Prologues can be good and bad things. Here, it obscured the first paragraph of chapter one: “Locke Lamora’s rule of thumb was this: a good confidence game took three months to plan, three weeks to rehearse, and three seconds to win or lose the victim’s trust forever. This time around, he planned to spend those three seconds getting strangled.” With my tastes for fun capers and con games, that would be enough for me. I’m probably not alone. There’s a reason why Ocean’s Eleven, The Thomas Crown Affair, and other movies and books that feature clever criminals do so well. We all like to know how the bad guy does it. And, frankly, we want him to win. The prologue, while serving to give us some background and an origin for Locke, slows down the action. I wanted to get to the adult Locke doing his cons.
When the present-day story starts, the Gentlemen Bastards—Locke, Jean Tannen, the twins Carlo and Galdo, and Bug, the youngest member—are engaged in a long con to trick one Don Lorenzo Salvara and his wife into paying for a non-existent shipment of rare wine. The level of detail Locke and his pals use to deceive Salvara and everyone around him is intricate and fun to watch. Salvara brings Locke (disguised as Lukas Fehrwight, the wine merchant) into his sphere of influence and promptly starts being robbed (although Lorenzo is, of course, giving away his money).
Locke, you see, is known as The Thorn of Camorr. Camorr is the fantasy city based upon Renaissance Venice. No one has yet linked the identities of Locke and the Thorn. They think Locke is just a sneak thief under the jurisdiction of Capa Barsavi, the crime lord of Camorr. The Gentlemen Bastards are content to keep up that appearance, paying Barsavi his ‘royalties,’ and stealing from the wealthy citizens of Camorr.
Over the horizon, however, is the Grey King, a mysterious figure who seems to be killing some of Barsavi’s lieutenants. The Grey King employs a Bondsmage, the only source of magic in the entire book. The Bondsmage is a sorcerer of a sort and one not to be trifled with. The Grey King deduces the true identity of The Thorn of Camorr and makes Locke an offer he can’t refuse.
Double crosses, bloody fights, and revelations ensue from here. The structure of the book is very much like the TV show “Lost.” For those who haven’t seen the show, an episode features a main storyline of a certain character. At certain points in the show, you get a flashback that gives you a better understanding of the character and why a certain action/decision was made. Same thing with
The Lies of Locke Lamora. I’ll admit that, at times, the “Interludes,” as Lynch names these flashbacks, seem like an easy way out of a lot of exposition. Sometimes, these Interludes are useful, as when we learn about the Bondsmages. However, as informative and entertaining as the Interludes sometimes are, Lynch probably could have done with less of them and handled the exposition via dialogue or reader inference. Other times, the Interludes provide a detail that isn’t immediately used like when Lynch describes how the Thiefmaker forced all of his boys to travel, become apprentices to various groups around Camorr, only to return to the Thiefmaker’s headquarters and teach him and the other boys all the details of said group. That’s a cool idea and Locke and the other Gentlemen Bastards use this information later in the book.

※ ※ ※

### Exercise task A
Summarize the book review in three sentences.

※ ※ ※

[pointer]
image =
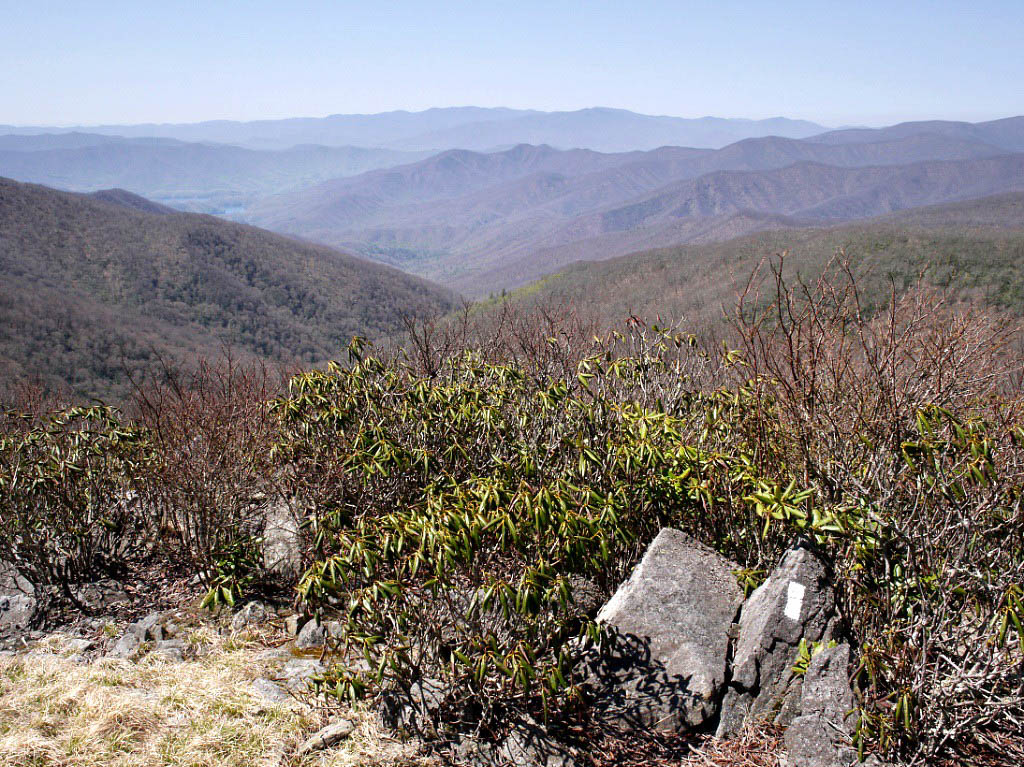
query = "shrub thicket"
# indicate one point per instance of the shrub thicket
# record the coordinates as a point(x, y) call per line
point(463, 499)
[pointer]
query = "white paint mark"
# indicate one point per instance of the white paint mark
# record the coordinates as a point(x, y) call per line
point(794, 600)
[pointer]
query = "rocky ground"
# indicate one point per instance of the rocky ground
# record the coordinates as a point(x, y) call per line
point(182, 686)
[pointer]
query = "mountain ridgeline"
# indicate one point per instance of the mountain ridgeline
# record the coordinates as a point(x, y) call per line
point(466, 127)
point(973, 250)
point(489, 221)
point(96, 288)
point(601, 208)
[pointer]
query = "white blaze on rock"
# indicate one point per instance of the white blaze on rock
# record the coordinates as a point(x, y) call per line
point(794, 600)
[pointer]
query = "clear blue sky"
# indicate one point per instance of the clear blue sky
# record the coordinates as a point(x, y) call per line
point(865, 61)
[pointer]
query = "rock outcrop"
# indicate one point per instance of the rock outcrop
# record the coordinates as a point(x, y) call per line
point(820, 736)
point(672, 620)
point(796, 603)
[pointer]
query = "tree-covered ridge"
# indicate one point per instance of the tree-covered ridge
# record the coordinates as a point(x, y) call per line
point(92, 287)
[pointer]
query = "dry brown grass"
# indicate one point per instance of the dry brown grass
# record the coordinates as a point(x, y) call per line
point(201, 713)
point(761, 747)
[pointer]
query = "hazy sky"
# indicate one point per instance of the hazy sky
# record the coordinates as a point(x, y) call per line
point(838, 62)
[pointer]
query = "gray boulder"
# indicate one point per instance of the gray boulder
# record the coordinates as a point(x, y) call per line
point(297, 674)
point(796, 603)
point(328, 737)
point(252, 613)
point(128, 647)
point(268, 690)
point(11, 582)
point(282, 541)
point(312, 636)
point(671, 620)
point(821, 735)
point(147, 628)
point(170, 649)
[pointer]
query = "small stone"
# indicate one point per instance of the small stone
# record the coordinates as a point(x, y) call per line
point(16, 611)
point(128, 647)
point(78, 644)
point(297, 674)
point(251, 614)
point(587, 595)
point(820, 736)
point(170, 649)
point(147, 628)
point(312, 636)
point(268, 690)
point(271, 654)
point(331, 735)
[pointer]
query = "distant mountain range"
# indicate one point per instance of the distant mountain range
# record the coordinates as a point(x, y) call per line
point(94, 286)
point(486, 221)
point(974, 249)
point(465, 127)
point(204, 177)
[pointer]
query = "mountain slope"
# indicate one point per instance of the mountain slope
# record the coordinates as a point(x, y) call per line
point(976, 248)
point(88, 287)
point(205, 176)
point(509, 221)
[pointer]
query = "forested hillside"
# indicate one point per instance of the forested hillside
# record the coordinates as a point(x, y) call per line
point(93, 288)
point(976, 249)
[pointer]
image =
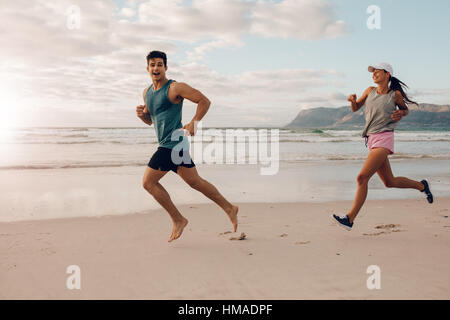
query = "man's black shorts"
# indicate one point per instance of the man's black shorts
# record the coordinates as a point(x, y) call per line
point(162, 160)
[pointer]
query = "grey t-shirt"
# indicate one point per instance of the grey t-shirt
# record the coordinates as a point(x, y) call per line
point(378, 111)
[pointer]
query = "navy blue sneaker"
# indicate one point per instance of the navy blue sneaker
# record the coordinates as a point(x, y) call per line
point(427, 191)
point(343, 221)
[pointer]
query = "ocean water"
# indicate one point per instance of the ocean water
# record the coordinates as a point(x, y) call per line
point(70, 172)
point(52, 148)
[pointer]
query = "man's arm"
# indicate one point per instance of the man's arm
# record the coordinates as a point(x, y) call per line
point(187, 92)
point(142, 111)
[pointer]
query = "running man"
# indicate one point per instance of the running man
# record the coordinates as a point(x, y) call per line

※ ※ ※

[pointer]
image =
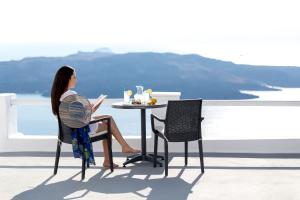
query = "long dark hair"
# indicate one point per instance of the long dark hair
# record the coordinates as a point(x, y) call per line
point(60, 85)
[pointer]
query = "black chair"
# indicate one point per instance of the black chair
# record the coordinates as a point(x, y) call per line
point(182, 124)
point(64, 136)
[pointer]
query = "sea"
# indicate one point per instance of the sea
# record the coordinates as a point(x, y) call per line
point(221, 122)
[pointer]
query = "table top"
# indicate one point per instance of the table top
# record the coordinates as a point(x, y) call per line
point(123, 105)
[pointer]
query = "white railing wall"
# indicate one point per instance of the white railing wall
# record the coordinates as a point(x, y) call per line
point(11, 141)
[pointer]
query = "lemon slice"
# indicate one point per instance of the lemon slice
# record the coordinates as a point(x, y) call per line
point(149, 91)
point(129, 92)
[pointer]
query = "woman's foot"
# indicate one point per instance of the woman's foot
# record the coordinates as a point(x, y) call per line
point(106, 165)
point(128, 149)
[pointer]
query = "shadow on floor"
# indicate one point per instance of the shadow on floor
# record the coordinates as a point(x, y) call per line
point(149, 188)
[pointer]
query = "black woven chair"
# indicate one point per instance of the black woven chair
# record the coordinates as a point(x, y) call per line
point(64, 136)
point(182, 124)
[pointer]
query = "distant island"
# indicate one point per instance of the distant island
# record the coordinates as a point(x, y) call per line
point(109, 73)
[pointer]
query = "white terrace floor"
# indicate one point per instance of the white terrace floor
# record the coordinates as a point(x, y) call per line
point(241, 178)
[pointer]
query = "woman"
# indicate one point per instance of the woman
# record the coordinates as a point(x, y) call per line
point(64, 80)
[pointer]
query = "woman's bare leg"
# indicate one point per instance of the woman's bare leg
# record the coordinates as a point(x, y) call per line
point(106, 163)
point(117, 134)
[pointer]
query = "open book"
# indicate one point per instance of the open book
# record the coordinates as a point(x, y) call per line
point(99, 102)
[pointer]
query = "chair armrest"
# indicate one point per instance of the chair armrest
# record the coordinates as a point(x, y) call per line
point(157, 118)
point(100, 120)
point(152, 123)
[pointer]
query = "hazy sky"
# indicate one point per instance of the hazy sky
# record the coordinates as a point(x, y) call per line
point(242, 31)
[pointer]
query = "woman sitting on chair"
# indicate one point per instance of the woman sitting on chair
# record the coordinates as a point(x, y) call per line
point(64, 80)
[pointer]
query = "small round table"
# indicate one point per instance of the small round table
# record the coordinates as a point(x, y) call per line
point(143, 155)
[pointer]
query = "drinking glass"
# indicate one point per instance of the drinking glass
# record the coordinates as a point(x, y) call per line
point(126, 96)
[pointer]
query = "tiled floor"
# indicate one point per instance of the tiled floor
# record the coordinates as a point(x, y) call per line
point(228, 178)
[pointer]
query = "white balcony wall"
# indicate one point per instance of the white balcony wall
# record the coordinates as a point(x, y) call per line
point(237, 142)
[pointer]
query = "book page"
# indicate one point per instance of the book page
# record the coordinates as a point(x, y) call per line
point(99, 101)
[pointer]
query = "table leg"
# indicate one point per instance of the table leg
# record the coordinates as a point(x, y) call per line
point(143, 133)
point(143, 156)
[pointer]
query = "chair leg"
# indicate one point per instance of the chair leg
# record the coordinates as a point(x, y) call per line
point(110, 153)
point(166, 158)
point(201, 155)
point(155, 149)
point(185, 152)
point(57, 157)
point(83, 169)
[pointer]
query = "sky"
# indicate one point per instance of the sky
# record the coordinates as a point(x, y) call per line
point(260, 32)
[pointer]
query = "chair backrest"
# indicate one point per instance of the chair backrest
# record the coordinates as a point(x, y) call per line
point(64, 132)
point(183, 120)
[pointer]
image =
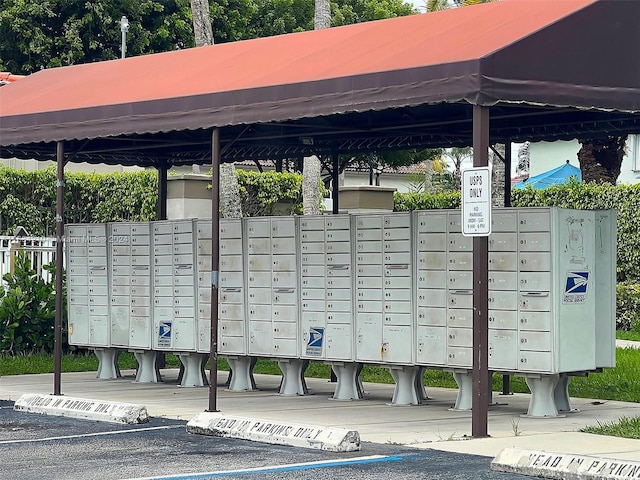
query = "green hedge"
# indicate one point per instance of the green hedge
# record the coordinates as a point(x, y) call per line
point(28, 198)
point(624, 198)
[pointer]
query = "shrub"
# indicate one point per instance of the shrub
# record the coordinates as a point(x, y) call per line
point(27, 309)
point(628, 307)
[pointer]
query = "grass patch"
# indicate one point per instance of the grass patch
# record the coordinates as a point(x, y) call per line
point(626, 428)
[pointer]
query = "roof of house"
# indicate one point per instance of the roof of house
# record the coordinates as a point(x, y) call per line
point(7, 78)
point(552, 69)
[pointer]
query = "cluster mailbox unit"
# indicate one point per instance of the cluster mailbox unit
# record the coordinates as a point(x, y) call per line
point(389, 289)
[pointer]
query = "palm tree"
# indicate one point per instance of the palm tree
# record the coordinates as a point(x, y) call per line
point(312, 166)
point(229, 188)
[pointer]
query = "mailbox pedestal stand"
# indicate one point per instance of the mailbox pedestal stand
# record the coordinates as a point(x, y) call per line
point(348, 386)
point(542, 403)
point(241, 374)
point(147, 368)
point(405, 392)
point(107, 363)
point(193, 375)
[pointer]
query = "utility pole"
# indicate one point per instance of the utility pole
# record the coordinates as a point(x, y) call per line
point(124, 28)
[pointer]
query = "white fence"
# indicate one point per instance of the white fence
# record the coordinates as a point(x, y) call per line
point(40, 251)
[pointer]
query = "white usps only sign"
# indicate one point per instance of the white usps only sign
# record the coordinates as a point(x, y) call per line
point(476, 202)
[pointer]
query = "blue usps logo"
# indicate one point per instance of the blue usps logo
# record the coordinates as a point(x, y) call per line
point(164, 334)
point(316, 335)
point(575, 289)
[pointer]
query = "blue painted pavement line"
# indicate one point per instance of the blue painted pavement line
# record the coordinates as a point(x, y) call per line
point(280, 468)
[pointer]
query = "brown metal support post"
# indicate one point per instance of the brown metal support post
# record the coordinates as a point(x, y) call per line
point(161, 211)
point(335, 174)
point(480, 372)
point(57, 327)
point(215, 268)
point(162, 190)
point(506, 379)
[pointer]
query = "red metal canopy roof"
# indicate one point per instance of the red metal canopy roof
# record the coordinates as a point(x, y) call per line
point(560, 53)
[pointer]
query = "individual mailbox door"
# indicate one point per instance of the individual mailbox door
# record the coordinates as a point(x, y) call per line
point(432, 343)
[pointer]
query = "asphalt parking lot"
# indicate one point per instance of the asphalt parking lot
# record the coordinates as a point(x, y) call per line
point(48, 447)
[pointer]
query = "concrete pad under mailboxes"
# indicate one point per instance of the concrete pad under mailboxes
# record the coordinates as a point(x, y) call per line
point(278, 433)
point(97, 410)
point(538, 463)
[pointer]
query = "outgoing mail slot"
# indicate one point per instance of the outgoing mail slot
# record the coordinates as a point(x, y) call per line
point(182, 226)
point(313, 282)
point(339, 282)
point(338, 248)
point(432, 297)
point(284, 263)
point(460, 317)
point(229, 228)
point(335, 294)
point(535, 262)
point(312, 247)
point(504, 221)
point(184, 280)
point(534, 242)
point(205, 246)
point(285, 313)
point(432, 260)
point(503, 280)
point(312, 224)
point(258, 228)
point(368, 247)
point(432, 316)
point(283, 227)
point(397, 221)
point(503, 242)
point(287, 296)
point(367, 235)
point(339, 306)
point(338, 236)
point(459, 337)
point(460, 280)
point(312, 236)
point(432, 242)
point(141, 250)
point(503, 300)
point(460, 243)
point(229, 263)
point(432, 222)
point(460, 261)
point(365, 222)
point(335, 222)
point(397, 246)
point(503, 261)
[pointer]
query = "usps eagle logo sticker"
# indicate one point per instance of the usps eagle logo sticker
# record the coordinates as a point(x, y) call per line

※ ※ ※

### Exercise task B
Identify every line in the entries above that contains the string "outcrop". Case counts.

### Written solution A
The review finds that the prologue slows down the action, while the present-day story follows Locke Lamora and the Gentlemen Bastards in a long con to trick Don Lorenzo Salvara into paying for a non-existent shipment of rare wine. Locke is secretly the Thorn of Camorr, and the Grey King, who employs a Bondsmage, deduces his true identity and makes him an offer he can't refuse. The book is structured like the TV show "Lost," with flashback "Interludes" that are sometimes useful, though Lynch probably could have done with fewer of them.

### Written solution B
query = "rock outcrop"
# indicate one point per instance of the rock outcrop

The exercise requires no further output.